_任务说明_:
a - 请列出下文关于基于ElasticsearchRetriever构建RAG系统的文章中出现的全部docker命令。
b - 请逐字抄录下文关于ElasticsearchRetriever构建RAG系统的文章中介于“1.2 ElasticsearchRetriever”与“archRetriever。”之间的内容，首尾两处文字均包括在内。
c - 下文关于基于ElasticsearchRetriever构建RAG系统的文章在末尾中断，请紧接其最后一句续写后文。

_所给文章_:
————————
如何基于ElasticsearchRetriever构建RAG系统

ElasticSearch以其文本快速检索闻名,是构建文档类知识库的首选。

这里尝试基于ElasticsearchRetriever,基于langchain,构建RAG知识库系统。

1 elasticsearch

1.1 elasticsearc

elasticsearch是一款分布式的RESTful搜索分析引擎,提供了一个支持多租户的分布式全文搜索引擎,具备HTTP网络接口和无模式JSON文档存储特性,支持关键词搜索、向量搜索、混合搜索及复杂过滤功能。

这里elasticsearch通过docker安装,安装命令如下

获取ES镜像并为ES创建docker网络

docker pull docker.elastic.co/elasticsearch/elasticsearch-wolfi:9.1.3

docker network create elastic

docker pull docker.elastic.co/elasticsearch/elasticsearch:9.1.3

启动ES

docker run --name es01 --net elastic -p 9200:9200 -it -m 1GB docker.elastic.co/elasticsearch/elasticsearch:9.1.3

具体过程参考

https://blog.csdn.net/liliang199/article/details/151581138

1.2 ElasticsearchRetriever

ElasticsearchRetriever是一个基于langchain的通用封装器,可通过Query DSL灵活访问Elasticsearch的所有功能。在大多数使用场景中,其他类(如ElasticsearchStore、ElasticsearchEmbeddings等)已能满足需求,但若遇到特殊需求时,则可选用ElasticsearchRetriever。
————————
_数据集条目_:
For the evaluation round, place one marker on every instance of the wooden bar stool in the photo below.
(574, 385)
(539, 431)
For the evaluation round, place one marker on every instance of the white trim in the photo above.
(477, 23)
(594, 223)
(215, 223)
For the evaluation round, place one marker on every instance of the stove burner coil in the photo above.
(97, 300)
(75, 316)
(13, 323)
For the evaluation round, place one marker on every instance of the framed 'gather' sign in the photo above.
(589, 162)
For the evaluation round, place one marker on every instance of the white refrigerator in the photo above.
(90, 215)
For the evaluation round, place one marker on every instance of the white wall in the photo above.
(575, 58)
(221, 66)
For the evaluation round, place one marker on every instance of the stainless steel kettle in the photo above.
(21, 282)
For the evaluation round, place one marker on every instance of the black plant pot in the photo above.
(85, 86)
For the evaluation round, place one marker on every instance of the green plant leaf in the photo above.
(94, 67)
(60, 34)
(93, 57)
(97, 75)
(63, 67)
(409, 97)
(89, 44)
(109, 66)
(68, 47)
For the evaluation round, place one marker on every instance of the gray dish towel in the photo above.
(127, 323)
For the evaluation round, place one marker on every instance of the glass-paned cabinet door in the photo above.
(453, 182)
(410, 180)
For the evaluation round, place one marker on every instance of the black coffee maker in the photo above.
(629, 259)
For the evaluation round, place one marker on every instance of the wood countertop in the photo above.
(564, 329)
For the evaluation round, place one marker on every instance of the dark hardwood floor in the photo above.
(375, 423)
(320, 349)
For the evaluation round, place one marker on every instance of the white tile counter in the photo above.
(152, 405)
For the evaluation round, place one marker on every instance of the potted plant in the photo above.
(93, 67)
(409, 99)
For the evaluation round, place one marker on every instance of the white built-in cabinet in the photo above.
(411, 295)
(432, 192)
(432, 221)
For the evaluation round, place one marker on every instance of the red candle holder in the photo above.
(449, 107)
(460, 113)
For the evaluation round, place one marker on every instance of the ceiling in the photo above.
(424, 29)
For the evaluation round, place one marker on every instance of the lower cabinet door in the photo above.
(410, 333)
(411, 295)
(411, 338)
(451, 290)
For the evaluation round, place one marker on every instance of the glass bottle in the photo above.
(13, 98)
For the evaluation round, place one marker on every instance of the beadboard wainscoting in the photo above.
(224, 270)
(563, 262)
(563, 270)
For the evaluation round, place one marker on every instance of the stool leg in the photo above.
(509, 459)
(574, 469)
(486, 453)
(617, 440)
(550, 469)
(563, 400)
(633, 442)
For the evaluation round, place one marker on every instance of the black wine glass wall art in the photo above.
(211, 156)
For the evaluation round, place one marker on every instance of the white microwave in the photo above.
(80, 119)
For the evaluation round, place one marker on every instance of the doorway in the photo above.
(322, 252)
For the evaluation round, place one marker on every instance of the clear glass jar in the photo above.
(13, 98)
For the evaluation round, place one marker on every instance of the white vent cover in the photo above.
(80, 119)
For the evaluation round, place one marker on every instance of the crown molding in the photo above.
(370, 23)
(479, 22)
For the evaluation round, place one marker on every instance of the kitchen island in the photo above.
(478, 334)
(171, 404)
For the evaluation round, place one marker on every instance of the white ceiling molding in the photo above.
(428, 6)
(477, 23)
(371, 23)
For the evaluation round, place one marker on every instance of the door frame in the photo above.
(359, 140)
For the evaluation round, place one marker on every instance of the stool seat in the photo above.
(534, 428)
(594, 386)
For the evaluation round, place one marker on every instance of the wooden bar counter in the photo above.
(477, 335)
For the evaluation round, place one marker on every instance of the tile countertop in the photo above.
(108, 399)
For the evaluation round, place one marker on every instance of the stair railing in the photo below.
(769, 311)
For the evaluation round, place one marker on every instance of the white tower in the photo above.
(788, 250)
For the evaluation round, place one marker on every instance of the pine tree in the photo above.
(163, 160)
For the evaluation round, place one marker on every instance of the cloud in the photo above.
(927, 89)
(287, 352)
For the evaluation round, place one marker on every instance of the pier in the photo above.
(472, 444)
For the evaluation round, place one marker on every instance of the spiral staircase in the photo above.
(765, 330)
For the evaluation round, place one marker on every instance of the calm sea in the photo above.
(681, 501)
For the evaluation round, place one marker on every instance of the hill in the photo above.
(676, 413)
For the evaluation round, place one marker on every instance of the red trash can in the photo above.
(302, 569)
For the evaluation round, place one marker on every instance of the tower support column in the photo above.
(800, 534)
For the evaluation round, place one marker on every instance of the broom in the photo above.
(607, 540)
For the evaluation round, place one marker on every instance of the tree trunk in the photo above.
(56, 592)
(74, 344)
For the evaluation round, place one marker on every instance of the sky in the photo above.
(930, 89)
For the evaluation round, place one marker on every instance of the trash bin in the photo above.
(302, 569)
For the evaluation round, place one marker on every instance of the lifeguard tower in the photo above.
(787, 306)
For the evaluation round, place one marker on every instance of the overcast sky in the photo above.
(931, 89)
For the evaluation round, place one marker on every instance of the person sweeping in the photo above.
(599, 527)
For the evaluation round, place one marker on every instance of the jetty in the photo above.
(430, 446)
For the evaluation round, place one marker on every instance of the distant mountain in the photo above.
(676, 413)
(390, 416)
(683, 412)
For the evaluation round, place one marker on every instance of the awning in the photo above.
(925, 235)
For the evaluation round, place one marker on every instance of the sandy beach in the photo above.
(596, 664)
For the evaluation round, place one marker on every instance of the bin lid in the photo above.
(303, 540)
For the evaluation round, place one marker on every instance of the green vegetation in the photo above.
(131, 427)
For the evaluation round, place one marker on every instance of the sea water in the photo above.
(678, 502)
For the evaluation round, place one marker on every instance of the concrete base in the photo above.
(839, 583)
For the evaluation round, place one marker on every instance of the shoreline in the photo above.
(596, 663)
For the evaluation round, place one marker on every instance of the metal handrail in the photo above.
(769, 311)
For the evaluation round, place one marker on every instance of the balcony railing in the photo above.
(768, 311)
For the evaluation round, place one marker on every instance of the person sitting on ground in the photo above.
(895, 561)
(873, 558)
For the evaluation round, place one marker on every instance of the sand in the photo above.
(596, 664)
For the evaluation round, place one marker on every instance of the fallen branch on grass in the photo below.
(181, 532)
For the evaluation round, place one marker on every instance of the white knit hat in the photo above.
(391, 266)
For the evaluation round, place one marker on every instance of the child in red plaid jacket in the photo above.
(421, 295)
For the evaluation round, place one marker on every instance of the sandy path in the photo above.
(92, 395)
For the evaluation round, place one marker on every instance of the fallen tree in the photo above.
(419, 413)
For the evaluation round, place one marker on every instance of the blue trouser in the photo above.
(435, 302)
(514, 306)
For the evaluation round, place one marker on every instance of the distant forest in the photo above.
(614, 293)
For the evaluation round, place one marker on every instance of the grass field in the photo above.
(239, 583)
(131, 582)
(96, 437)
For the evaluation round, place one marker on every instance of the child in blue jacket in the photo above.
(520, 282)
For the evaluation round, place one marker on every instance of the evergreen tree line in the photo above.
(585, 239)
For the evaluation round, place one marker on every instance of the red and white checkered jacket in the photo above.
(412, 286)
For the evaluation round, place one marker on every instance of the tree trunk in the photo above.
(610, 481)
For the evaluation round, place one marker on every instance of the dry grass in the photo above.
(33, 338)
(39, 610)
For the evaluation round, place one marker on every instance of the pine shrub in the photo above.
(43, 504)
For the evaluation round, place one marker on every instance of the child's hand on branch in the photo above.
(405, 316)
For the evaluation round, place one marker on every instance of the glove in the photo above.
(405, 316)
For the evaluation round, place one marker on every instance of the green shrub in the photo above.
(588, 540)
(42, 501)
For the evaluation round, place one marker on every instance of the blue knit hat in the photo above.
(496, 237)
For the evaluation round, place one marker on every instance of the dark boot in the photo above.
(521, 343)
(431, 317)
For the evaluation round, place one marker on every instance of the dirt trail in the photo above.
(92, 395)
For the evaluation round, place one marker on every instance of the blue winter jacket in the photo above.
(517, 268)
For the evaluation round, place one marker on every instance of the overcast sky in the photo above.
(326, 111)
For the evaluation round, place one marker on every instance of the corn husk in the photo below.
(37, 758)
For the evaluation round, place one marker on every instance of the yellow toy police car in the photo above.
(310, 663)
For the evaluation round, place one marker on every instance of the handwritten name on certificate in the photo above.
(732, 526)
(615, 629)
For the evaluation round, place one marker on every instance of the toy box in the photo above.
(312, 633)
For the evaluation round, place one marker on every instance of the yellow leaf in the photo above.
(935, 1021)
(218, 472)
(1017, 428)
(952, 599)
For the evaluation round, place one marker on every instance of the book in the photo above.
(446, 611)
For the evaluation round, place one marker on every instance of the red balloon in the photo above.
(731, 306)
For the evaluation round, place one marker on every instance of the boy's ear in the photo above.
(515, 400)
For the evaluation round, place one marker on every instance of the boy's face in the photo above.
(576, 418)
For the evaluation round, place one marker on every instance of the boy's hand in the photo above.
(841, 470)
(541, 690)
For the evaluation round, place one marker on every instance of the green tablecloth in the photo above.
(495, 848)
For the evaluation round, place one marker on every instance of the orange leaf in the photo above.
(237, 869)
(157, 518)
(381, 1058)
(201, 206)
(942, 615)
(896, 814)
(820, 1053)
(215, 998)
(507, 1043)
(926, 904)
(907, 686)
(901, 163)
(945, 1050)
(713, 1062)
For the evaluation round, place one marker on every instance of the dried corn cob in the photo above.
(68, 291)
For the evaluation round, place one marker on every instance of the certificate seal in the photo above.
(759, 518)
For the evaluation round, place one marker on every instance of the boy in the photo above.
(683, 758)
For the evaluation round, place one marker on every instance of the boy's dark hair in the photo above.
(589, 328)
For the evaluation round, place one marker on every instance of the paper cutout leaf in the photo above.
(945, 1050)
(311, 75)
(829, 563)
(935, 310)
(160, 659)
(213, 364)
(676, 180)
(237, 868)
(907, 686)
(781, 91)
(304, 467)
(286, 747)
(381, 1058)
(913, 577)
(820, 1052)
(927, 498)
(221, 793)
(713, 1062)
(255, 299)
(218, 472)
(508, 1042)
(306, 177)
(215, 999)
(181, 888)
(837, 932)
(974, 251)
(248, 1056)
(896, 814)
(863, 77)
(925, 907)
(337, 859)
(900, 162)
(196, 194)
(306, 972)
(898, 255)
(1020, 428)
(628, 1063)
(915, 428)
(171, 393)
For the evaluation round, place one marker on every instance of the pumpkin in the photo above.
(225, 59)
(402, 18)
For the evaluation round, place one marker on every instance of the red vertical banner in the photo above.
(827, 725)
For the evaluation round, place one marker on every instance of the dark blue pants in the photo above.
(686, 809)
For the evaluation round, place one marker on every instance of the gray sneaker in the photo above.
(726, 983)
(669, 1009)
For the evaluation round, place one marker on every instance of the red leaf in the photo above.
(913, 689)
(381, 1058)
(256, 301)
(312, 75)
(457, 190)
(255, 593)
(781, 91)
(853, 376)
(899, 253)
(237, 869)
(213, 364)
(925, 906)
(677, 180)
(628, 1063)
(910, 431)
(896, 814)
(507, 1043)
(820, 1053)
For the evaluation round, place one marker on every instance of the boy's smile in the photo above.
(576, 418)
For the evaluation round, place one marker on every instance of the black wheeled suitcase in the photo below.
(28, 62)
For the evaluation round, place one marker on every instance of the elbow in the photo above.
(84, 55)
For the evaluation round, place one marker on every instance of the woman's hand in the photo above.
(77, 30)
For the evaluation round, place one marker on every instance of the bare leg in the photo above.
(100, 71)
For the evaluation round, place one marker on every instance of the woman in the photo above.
————————
_答案列表_:
a -
docker pull docker.elastic.co/elasticsearch/elasticsearch-wolfi:9.1.3
docker network create elastic
docker pull docker.elastic.co/elasticsearch/elasticsearch:9.1.3
docker run --name es01 --net elastic -p 9200:9200 -it -m 1GB docker.elastic.co/elasticsearch/elasticsearch:9.1.3

b -
1.2 ElasticsearchRetriever

ElasticsearchRetriever是一个基于langchain的通用封装器,可通过Query DSL灵活访问Elasticsearch的所有功能。在大多数使用场景中,其他类(如ElasticsearchStore、ElasticsearchEmbeddings等)已能满足需求,但若遇到特殊需求时,则可选用ElasticsearchRetriever。

c -
如需了解ElasticsearchRetriever全部功能与配置的详细说明,请参阅API参考文档

https://python.langchain.com/docs/integrations/retrievers/elasticsearch_retriever/

2 langchain

3.1 langchain

这里基于langchain集成elasticsearch,所以需要准备langchain环境,安装代码如下所示。

pip install -qU langchain-community langchain-elasticsearch -i https://pypi.tuna.tsinghua.edu.cn/simple

pip install -qU langchain-openai -i https://pypi.tuna.tsinghua.edu.cn/simple

3.2 大模型配置

这里沿用langchain的使用习惯,使用OpenAI接口兼容的deepseek-r1大模型,具体为通过OneAPI中转调用Deepseek R1大模型。

实现过程参考

https://blog.csdn.net/liliang199/article/details/151393128

代码示例如下

复制代码
import os
os.environ['OPENAI_API_KEY'] = "sk-xxxxxxxx" # LLM模型令牌
os.environ['OPENAI_BASE_URL'] = "http://llm_model_provider_url" # LLM模型部署地址 

...

llm = ChatOpenAI(model="deepseek-r1")

3 测试验证

这里先验证ES的连接、数据导入、查询,然后通过ElasticsearchRetriever将es集成到langchain中,构建真实可运行的RAG系统。

3.1 ES连接

es_url表示ES的部署地址,passwd表示ES中elastic用户的密码。

ssl_context则表示es提供服务的证书,获取方式参考如下链接

https://blog.csdn.net/liliang199/article/details/151586083

因为使用OpenAI接口兼容的LLM模型,所以还需要配置令牌api_key和模型部署地址base_url。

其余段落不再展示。